The dialogue was decided on the margins of the UN General Assembly last October, and it has been decided that Shoukry will meet with the US Secretary of State, Anthony Blinken. It was reported that Egypt’s Abdel Fattah Asl-Sisi hopes to meet Biden after the latter repeatedly criticised systematic human rights violations in Egypt concluding with a partial suspension of the military aid in a step that is mainly symbolic but also unprecedented.

Notwithstanding, human rights and democracy appears to be marginal in this dialogue, as it came among more urgent issues including the conflict with Ethiopia regarding the Grand Ethiopian Renaissance Dam and the military coup in Sudan. The situation is reminiscent of what happened in May, when Biden, then the freshly elected boss of the White House, who was highly critical of Sisi, contacted Sisi to discuss the escalation in Gaza between the Palestinian resistance and Israel. The call was indicative that there are a lot of issues that could be a negotiating card used by Sisi when he bargains with the US administration over democracy and human rights in Egypt. Over the past months, Sisi was keen on showing that he had close ties to Israel through several steps topped by his meeting with Israel’s PM Neftali Bennet in Sharm Al-Sheikh in September, in a classical quibble used by the Arab tyrants to please the USA.

━━━━━━━━

- **Problems to work on**:
**a.** Answer these questions from the US-Egypt dialogue text:
(i) Where was the dialogue decided?
(ii) Whom will Shoukry meet?
(iii) Where and in what month did Sisi meet Neftali Bennet?
**b.** Reproduce word for word the stretch of the US-Egypt dialogue text from "The dialogue was" through "but also unprecedented.".
Use only the US-Egypt dialogue text for every answer.

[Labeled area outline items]
━━━━━━━━

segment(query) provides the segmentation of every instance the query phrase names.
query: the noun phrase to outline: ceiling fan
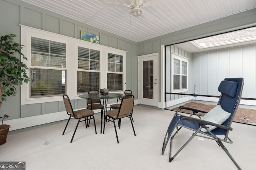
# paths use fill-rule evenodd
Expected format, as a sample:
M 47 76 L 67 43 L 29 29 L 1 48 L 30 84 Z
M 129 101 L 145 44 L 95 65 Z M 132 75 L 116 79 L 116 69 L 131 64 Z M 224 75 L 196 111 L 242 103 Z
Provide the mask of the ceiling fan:
M 152 21 L 154 19 L 154 16 L 149 12 L 147 12 L 146 10 L 142 9 L 142 8 L 151 6 L 154 5 L 164 4 L 168 2 L 170 2 L 170 0 L 149 0 L 146 2 L 144 2 L 144 0 L 130 0 L 130 5 L 115 2 L 104 2 L 104 4 L 107 6 L 114 6 L 116 7 L 125 6 L 132 8 L 130 11 L 130 14 L 131 14 L 132 16 L 136 17 L 139 17 L 143 13 L 144 14 L 143 14 L 144 16 L 149 21 Z M 130 14 L 130 13 L 129 12 L 128 14 Z M 125 18 L 126 18 L 126 17 L 125 17 Z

━━━━━━━━

- **Solution set**:
**a.**
(i) On the margins of the UN General Assembly last October.
(ii) The US Secretary of State, Anthony Blinken.
(iii) In Sharm Al-Sheikh, in September.

**b.**
The dialogue was decided on the margins of the UN General Assembly last October, and it has been decided that Shoukry will meet with the US Secretary of State, Anthony Blinken. It was reported that Egypt’s Abdel Fattah Asl-Sisi hopes to meet Biden after the latter repeatedly criticised systematic human rights violations in Egypt concluding with a partial suspension of the military aid in a step that is mainly symbolic but also unprecedented.